- Instructions for the task:
Retype exactly the lines from the line with "# provide pixel" to the end of the data, keeping both boundary lines.

*** Recorded data ***

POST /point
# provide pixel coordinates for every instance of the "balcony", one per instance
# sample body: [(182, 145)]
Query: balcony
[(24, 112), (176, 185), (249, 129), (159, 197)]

*** End of Recorded data ***

- Worked solution:
# provide pixel coordinates for every instance of the "balcony", one per instance
# sample body: [(182, 145)]
Query: balcony
[(24, 112), (176, 185), (249, 129), (159, 197)]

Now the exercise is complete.